EXERCISE:
Write these lines out again, swapping "integer pixel boxes" for "rectangular pixel boxes" and leaving everything else as it is.

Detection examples
● ● ● ● ●

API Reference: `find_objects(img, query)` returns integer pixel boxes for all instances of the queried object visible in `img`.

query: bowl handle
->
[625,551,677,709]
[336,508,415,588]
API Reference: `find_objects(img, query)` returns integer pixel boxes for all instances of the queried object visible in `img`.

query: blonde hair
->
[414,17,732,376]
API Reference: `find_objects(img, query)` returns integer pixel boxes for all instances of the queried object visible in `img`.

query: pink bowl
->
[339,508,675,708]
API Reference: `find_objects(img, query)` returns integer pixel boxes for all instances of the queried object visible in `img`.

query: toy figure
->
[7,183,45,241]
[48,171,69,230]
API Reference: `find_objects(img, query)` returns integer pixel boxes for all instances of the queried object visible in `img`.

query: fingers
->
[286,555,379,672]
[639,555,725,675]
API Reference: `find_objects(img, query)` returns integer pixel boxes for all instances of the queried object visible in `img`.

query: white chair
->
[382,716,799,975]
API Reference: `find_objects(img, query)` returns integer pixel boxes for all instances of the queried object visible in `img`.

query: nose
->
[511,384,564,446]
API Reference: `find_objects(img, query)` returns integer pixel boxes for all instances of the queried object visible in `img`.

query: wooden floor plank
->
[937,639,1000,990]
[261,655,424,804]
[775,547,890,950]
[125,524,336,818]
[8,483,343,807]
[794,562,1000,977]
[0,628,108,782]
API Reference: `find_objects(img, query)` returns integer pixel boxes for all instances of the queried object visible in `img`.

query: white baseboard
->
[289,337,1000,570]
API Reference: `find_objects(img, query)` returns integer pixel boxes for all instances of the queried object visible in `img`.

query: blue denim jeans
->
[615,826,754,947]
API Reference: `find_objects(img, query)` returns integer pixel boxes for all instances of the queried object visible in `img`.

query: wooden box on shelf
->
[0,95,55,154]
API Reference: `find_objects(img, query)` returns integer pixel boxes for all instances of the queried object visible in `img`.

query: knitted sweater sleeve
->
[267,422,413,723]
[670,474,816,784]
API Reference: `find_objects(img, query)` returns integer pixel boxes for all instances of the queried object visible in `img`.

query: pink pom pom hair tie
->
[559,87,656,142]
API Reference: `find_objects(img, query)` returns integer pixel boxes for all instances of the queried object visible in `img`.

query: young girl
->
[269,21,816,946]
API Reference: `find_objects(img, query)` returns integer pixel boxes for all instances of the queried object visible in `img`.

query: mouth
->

● ● ● ● ●

SOLVED PROBLEM:
API Reference: `find_objects(img, query)` returns rectangular pixel boxes for all instances of the queried object visible in `img`.

query: bowl handle
->
[625,551,677,709]
[336,508,415,588]
API Reference: `find_objects(img, query)` returns rectangular pixel boxes for all instances of the queried object visible in `img`.

query: blonde hair
->
[414,17,732,376]
API Reference: `find_objects(img, query)` returns rectangular pixel boxes for all instances of the queried object visible in `img`.

query: pink bowl
->
[339,508,675,708]
API Reference: `find_objects(img, query)` returns rectangular pixel boxes for all instances of the queried object visible in `img`.

query: toy figure
->
[7,183,45,241]
[48,171,69,230]
API Reference: `find_objects(img, query)` returns rectangular pixel boxes for all instances of the queried object visible in `img`.

query: fingers
->
[286,555,379,672]
[639,555,725,675]
API Reference: `find_objects(img, query)` returns rectangular pixel boxes for all instances of the queried object visible in `img`.

query: white chair
->
[382,716,799,975]
API Reference: `find_objects(img, query)` returns rectangular pixel boxes for all instances of the queried object visible in `img`.

query: nose
->
[511,384,564,446]
API Reference: `find_objects(img, query)` returns rectangular pixel boxes for all instances of the queried object visible in `img`.

query: wooden floor plank
->
[937,639,1000,990]
[261,655,424,804]
[775,547,890,950]
[125,524,336,818]
[8,483,343,807]
[794,562,1000,977]
[0,628,108,782]
API Reference: `find_objects(img, query)` returns rectangular pixel boxes for all instances of the queried object visible in `img`.

query: white baseboard
->
[289,337,1000,570]
API Reference: `find_objects(img, query)` returns rectangular pixel boxes for all instances of the queried object visible in `img`.

query: blue denim jeans
->
[615,826,754,947]
API Reference: `find_objects(img, query)` returns rectangular pixel boxes for all instances of the queried object visible in `img`.

query: wooden box on shelf
->
[0,95,55,154]
API Reference: `find_objects(img, query)` returns rectangular pixel boxes for all instances of the queried object visible in `img`.

query: knitted sweater sleeve
->
[267,422,413,723]
[670,474,816,784]
API Reference: `find_objects(img, query)` returns rectangular pixel boxes for all instances of the queried object visible in `img`.

query: pink pom pom hair tie
->
[559,87,656,142]
API Reference: `find_objects(img, query)` returns rectangular pixel boxes for all instances of the queried object visible in `img`.

query: young girl
->
[269,21,816,946]
API Reference: `find_objects(img, query)` returns rectangular pixel boxes for all instances of the queried object visible in `img`.

query: mouth
->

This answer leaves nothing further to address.